►

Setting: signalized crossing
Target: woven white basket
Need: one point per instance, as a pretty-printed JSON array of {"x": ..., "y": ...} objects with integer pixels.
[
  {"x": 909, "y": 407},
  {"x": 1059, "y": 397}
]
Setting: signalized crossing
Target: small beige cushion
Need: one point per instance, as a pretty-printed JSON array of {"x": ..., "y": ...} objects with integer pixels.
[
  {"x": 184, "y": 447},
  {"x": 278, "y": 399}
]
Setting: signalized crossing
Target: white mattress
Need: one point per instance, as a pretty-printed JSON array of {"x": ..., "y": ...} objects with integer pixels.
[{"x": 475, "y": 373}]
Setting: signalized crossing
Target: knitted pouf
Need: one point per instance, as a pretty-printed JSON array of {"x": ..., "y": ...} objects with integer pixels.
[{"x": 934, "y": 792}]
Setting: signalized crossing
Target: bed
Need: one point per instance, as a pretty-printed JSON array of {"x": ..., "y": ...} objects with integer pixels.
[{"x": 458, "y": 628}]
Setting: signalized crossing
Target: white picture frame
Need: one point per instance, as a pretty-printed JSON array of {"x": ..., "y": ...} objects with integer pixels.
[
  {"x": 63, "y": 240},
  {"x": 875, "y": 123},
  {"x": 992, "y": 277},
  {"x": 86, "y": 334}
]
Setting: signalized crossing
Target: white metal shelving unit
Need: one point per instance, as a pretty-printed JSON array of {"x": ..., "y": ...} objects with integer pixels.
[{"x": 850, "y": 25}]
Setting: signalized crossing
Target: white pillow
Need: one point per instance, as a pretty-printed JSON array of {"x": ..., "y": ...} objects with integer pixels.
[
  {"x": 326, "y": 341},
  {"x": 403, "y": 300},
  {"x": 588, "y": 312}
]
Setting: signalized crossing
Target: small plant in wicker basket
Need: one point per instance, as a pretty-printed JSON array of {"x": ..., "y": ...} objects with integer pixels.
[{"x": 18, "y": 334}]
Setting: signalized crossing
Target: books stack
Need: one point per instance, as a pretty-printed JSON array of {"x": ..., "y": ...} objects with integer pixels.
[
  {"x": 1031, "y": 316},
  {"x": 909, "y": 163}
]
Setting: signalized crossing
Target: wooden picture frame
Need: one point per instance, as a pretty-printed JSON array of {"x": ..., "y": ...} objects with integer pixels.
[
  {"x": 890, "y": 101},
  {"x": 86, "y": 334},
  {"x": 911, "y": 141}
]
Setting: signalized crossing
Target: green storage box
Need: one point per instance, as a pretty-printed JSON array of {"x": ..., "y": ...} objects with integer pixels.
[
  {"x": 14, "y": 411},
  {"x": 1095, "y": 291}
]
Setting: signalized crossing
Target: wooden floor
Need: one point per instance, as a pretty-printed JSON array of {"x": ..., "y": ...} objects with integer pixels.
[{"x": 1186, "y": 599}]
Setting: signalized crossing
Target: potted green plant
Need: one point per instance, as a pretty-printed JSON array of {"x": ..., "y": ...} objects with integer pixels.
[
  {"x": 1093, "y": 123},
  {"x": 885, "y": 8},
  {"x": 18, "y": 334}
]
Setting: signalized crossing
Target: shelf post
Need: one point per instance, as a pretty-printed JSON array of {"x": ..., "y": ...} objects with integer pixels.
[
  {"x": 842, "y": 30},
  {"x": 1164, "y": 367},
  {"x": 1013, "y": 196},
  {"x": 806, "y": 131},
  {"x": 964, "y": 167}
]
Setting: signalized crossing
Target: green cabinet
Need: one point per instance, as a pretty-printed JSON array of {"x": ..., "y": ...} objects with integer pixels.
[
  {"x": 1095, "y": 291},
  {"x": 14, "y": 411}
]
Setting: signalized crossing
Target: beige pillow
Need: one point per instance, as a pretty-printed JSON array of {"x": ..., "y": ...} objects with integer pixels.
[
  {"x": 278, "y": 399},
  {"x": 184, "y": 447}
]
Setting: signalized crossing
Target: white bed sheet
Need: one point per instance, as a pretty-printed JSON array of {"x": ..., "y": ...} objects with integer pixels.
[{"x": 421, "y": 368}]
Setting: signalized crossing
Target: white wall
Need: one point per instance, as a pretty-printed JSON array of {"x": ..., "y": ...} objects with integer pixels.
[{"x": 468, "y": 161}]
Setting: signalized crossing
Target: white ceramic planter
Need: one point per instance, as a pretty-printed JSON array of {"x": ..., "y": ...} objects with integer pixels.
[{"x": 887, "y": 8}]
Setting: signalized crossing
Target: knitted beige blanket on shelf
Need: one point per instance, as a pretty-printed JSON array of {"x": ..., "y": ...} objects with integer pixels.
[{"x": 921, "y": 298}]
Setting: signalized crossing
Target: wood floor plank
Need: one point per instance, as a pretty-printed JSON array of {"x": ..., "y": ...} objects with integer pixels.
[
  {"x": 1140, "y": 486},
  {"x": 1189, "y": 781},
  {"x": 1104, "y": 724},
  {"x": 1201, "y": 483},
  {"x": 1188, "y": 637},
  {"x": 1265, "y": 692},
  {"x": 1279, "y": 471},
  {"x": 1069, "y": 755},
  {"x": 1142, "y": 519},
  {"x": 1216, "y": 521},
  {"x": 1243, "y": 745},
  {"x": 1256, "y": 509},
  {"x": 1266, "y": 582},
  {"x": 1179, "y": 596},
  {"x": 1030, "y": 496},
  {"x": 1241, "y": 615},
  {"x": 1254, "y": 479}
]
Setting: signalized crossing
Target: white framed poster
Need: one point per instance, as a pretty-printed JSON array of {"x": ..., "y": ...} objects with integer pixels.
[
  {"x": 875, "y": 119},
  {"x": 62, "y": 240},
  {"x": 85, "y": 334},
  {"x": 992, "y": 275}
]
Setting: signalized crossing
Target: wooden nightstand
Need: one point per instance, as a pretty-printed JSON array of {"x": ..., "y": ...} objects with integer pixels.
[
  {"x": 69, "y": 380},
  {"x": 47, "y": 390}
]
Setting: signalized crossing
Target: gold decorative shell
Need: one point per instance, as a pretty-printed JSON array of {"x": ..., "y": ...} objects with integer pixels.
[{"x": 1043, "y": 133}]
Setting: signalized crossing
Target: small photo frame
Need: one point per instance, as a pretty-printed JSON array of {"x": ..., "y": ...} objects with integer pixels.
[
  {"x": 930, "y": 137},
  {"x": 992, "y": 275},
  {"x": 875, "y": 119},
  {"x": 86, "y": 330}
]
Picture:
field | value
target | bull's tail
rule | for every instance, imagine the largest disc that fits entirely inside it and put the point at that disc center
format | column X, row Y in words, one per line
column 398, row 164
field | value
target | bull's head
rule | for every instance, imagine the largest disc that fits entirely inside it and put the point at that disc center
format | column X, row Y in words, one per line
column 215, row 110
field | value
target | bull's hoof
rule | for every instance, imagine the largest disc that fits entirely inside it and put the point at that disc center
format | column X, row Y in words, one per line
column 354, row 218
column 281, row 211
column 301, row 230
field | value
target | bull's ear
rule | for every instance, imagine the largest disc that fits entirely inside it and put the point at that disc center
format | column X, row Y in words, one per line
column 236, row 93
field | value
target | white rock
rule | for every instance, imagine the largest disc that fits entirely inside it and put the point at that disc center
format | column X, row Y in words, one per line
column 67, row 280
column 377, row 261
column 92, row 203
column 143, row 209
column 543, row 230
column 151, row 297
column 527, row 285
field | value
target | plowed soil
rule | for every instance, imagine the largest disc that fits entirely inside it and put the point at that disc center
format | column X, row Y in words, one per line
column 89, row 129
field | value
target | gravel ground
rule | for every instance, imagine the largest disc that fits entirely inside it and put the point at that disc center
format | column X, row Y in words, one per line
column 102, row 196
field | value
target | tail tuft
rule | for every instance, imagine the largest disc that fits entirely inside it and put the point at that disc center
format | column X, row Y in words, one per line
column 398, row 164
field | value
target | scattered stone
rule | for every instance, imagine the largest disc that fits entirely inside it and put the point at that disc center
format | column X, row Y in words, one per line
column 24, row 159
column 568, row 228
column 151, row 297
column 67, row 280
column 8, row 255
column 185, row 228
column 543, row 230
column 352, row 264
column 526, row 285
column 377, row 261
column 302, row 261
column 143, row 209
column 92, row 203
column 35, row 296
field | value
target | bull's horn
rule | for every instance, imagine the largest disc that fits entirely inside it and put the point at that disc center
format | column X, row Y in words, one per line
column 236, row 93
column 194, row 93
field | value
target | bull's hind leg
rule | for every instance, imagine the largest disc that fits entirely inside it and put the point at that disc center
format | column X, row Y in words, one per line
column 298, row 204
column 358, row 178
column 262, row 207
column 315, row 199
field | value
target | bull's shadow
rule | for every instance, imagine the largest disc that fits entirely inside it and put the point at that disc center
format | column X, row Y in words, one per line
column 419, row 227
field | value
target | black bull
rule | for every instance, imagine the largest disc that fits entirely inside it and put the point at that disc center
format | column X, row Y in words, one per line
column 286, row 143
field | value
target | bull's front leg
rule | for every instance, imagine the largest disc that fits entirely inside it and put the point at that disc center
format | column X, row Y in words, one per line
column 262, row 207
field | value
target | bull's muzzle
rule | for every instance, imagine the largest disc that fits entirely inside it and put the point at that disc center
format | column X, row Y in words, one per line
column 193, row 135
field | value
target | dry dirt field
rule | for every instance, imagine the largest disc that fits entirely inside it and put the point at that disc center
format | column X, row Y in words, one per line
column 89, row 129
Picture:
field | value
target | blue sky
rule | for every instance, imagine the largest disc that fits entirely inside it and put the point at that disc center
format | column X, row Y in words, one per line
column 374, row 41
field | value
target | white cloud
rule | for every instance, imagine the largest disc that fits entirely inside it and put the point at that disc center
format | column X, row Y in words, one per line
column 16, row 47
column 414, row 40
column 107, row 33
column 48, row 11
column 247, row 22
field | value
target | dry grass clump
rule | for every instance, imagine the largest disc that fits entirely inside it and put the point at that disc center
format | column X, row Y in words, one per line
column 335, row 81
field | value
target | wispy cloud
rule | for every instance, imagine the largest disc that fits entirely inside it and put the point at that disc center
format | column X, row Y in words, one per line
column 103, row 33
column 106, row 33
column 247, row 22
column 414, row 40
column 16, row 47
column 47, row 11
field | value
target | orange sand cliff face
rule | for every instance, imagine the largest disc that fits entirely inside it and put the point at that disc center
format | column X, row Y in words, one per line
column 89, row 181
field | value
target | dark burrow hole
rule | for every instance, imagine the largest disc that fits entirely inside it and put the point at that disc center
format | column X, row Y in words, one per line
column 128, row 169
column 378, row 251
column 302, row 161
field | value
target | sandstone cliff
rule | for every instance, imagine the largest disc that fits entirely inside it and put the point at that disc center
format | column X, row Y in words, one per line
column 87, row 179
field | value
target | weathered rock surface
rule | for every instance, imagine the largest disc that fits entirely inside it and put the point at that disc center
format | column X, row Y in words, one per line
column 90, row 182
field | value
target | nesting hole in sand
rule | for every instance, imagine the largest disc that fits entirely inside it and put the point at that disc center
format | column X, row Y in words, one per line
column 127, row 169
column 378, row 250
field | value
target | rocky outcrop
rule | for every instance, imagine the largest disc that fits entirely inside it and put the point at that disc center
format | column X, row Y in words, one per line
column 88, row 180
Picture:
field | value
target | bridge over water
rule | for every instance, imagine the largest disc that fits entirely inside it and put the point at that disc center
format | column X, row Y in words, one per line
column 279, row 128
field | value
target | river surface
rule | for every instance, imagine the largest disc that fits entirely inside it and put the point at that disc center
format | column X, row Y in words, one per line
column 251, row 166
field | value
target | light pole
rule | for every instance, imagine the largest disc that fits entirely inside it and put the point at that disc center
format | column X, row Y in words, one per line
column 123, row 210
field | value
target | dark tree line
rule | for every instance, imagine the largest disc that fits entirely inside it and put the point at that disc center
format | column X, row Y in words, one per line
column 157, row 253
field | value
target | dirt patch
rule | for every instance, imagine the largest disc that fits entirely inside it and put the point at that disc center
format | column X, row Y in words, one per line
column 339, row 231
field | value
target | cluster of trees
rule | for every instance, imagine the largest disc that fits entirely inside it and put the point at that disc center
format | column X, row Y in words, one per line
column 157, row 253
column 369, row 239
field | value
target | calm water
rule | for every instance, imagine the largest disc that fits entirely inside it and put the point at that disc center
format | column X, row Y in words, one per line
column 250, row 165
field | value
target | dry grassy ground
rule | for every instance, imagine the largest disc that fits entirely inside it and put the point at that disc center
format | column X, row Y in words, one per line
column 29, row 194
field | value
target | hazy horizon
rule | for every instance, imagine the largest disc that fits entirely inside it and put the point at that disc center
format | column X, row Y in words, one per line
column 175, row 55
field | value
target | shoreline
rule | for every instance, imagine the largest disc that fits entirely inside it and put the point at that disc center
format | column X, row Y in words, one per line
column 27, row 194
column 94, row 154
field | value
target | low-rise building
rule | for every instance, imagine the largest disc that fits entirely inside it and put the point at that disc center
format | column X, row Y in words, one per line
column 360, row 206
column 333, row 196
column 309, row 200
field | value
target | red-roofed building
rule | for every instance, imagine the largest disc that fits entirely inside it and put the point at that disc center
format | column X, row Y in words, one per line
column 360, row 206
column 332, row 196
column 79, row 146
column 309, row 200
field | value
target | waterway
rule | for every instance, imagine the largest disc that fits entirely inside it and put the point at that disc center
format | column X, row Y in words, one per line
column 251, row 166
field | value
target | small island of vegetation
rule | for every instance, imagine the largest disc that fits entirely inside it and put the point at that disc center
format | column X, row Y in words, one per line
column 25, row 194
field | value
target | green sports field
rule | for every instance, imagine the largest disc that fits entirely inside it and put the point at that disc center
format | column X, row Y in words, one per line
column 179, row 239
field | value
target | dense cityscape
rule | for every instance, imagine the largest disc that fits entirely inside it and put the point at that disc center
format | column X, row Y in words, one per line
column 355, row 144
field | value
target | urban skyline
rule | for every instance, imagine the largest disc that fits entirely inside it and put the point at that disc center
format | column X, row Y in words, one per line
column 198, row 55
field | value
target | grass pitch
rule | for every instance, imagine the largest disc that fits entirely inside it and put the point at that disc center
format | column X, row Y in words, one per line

◄

The entries above hold the needed span. Transcribe exactly the lines from the one with "target | cluster of trees" to the one with "target | hazy horizon", both included.

target | cluster of trees
rule | for every instance, imagine the largest disc that fits entirely inside it and put the point at that disc center
format | column X, row Y in words, one per line
column 157, row 253
column 369, row 239
field | value
target | calm water
rule | for every instance, imagine the largest disc that fits entirely inside it and put the point at that disc center
format | column X, row Y in words, one per line
column 250, row 165
field | value
target | dry grassy ground
rule | for every instance, imagine the largest disc that fits entirely inside it and put the point at that disc center
format | column X, row Y in words, one per line
column 29, row 194
field | value
target | hazy horizon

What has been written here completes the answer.